━━━ Texte fourni

A ces fractures, il convient d’ajouter l’approfondissement du fossé avec la population arabe de plus en plus présentée comme une « cinquième colonne » potentielle. A ce rythme, ne va-t-on entendre sous peu des voix demandant le rétablissement de l’administration militaire, supprimée en 1966 ? Dernier indice d’incompétence et de manque d’anticipation : le conflit avec la population druze du Golan. Le risque d’élargissement à la communauté druze israélienne est bien réel, tant les motifs d’insatisfactions sont prégnants, (loi Etat-nation du peuple juif de juillet 2018, logements, développement économique….)
Il y aurait également beaucoup à dire sur l’impact économique de ce projet scélérat « de réforme » et le désintérêt des gouvernants actuels s’agissant de la cherté de vie, de la dégradation du système de santé, de la détérioration des conditions de vie de larges secteurs de la population, obnubilés qu’ils sont par leurs considérations idéologiques et les intérêts sectoriels correspondant aux partis de la coalition.

━━━━━━

**Tâches de l'exercice**
1. Recopiez fidèlement le passage du texte sur la politique israélienne qui s'ouvre sur les mots « A ces fractures, il » et se termine par « logements, développement économique….) ».
2. Poursuivez le texte sur la politique israélienne après sa dernière phrase.

━━━ Enregistrements extraits

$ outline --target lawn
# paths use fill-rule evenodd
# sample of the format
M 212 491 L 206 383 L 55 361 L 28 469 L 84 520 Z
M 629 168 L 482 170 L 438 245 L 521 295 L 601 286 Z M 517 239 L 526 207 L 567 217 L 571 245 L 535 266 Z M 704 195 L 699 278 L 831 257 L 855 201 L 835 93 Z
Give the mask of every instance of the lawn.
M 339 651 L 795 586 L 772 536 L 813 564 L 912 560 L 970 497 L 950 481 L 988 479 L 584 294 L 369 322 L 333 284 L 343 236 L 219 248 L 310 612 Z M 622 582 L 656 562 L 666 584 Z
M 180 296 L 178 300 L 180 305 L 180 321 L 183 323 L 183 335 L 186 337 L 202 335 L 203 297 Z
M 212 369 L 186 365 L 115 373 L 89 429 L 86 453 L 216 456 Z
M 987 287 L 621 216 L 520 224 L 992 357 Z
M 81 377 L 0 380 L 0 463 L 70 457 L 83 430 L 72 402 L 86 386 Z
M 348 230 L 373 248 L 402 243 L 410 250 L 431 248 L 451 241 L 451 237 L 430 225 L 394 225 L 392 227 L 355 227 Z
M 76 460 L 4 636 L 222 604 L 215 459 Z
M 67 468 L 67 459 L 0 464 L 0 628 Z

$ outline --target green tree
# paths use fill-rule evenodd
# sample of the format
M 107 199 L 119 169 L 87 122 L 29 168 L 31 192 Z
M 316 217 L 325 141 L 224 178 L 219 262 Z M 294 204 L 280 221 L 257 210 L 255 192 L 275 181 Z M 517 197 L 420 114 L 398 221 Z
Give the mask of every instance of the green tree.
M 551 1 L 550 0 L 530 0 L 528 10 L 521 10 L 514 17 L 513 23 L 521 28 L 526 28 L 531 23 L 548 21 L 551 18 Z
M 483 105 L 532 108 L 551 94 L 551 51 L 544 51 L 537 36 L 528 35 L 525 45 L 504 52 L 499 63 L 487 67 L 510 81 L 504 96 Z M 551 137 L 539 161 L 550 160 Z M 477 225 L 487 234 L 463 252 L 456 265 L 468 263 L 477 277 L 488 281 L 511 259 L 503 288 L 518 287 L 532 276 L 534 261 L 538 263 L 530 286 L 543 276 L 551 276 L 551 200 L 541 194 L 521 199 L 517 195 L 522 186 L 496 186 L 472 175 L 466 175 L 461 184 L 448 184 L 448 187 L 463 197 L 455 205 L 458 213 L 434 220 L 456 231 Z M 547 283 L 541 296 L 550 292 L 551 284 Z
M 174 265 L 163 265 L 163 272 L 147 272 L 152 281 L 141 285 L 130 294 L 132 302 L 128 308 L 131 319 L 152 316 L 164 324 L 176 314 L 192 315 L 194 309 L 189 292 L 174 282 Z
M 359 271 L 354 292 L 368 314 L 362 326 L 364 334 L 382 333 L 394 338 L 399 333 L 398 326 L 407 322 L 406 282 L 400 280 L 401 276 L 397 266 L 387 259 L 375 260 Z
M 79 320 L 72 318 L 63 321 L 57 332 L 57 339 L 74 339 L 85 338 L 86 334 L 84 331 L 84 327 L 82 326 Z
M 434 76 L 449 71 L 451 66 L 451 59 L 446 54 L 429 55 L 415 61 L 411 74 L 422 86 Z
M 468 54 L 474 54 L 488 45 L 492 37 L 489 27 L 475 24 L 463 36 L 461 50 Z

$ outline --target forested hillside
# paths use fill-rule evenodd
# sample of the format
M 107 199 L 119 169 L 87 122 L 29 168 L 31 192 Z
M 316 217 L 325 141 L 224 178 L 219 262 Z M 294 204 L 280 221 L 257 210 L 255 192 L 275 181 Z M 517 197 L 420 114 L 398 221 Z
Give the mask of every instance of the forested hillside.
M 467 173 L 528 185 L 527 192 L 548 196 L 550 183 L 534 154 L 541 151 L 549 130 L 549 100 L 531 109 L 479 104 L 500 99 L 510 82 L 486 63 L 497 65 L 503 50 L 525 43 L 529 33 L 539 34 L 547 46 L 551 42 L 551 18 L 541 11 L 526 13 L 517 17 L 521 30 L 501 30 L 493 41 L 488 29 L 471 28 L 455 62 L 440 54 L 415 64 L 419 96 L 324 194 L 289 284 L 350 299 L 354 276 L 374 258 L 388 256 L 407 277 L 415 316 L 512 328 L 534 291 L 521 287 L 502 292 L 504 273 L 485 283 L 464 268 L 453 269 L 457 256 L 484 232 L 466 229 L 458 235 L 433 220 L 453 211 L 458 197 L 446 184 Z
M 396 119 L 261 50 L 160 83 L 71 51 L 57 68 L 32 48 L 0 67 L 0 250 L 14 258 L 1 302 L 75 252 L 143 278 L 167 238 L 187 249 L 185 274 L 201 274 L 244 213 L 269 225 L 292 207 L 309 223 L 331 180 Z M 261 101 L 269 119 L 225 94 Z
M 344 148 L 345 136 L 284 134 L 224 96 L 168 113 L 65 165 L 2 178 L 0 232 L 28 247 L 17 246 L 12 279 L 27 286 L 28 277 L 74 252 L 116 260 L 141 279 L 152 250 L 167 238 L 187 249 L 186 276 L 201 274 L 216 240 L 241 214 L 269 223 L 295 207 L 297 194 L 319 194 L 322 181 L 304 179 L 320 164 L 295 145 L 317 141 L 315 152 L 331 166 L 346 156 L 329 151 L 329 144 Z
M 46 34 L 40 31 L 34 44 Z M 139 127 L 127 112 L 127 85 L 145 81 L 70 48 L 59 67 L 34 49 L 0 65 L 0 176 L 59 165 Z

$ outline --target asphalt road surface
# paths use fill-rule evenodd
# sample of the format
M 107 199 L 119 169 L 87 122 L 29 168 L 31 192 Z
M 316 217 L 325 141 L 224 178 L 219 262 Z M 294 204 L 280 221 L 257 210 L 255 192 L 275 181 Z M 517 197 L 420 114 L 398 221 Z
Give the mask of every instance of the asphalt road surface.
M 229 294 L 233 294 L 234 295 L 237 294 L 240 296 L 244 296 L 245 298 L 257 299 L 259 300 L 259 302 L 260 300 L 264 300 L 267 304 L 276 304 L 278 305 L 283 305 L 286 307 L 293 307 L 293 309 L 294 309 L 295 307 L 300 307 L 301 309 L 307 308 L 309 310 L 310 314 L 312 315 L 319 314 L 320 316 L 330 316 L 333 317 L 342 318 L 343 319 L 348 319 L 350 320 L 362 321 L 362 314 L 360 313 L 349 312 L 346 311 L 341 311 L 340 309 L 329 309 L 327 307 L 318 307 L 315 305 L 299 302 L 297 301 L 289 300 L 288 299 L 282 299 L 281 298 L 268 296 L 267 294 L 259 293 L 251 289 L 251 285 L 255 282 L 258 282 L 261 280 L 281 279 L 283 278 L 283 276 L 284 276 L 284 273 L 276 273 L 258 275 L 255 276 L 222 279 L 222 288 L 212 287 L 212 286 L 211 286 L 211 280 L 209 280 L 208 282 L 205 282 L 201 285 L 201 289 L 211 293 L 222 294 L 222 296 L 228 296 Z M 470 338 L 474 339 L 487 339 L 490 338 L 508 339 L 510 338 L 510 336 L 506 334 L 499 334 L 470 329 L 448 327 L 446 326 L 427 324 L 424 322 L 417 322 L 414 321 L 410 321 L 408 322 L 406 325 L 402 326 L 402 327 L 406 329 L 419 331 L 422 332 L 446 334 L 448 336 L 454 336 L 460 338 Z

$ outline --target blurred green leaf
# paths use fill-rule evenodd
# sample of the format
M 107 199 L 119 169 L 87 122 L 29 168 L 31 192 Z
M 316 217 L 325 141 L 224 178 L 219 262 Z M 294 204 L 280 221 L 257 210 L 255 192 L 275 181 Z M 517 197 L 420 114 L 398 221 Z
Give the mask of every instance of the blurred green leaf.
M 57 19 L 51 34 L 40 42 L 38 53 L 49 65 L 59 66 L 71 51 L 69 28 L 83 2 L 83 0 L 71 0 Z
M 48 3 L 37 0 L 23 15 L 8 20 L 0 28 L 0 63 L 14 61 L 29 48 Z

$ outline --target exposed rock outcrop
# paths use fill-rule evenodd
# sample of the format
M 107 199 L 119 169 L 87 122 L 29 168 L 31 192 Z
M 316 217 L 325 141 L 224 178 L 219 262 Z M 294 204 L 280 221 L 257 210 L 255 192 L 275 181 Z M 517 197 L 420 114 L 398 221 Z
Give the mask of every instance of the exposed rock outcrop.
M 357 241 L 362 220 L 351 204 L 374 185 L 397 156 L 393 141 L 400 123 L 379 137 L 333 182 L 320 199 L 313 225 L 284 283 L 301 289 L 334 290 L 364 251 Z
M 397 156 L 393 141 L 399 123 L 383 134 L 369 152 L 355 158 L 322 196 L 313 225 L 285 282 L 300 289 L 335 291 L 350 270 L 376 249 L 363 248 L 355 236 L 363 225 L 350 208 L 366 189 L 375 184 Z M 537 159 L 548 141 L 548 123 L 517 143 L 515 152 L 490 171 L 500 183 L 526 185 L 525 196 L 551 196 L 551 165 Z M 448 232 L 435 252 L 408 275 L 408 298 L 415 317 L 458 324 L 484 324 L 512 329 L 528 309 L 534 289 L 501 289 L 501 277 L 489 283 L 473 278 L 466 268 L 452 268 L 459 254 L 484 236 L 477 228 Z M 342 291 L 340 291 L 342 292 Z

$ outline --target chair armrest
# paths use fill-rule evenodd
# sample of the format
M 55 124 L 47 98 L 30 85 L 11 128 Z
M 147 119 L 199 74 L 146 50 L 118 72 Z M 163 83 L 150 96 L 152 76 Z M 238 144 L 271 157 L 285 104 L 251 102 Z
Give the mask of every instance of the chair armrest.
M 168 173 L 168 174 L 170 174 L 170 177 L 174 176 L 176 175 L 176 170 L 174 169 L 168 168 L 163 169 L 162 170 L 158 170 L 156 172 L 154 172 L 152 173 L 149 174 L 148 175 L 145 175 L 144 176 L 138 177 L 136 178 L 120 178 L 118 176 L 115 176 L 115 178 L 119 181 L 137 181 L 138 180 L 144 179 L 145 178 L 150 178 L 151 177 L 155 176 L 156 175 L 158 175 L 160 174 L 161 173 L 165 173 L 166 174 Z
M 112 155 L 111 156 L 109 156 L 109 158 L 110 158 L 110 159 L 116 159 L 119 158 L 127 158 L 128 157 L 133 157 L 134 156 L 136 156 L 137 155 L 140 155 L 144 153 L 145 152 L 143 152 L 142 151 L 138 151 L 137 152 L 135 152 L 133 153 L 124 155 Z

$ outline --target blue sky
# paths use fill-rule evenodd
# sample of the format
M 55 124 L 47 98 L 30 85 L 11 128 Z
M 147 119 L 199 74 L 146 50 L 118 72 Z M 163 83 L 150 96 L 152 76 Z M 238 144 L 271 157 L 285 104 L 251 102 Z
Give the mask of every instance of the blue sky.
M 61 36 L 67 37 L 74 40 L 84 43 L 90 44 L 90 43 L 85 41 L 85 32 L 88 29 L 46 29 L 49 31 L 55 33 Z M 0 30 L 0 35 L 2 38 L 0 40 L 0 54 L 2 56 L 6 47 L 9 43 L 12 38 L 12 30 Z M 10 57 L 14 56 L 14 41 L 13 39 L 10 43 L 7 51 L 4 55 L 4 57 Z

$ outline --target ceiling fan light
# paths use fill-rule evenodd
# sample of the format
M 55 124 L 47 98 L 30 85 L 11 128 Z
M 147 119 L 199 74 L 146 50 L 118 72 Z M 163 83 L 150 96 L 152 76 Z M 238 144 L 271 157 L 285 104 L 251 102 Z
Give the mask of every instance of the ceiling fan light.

━━━━━━

**Résultats de l'exercice**
1.
A ces fractures, il convient d’ajouter l’approfondissement du fossé avec la population arabe de plus en plus présentée comme une « cinquième colonne » potentielle. A ce rythme, ne va-t-on entendre sous peu des voix demandant le rétablissement de l’administration militaire, supprimée en 1966 ? Dernier indice d’incompétence et de manque d’anticipation : le conflit avec la population druze du Golan. Le risque d’élargissement à la communauté druze israélienne est bien réel, tant les motifs d’insatisfactions sont prégnants, (loi Etat-nation du peuple juif de juillet 2018, logements, développement économique….)

2.
L’aggravation de la situation en Israël se cumule à une dégradation sans précédent de la situation dans les territoires occupés, contrairement aux discours infondés sur la sécurité que seule la droite extrême serait à même de restaurer. Ce gouvernement est dénué de vision politique pragmatique de solution du conflit. Il est guidé par sa seule approche idéologique et messianique : « tout est à nous, construisons beaucoup et partout ». Itamar Ben Gvir ne vient-il pas, lors de sa visite illégale à Evyatar d’inciter les colons à « courir vers les collines. Il devrait y avoir une colonie complète ici, pas seulement ici, mais sur toutes les collines qui nous entourent ».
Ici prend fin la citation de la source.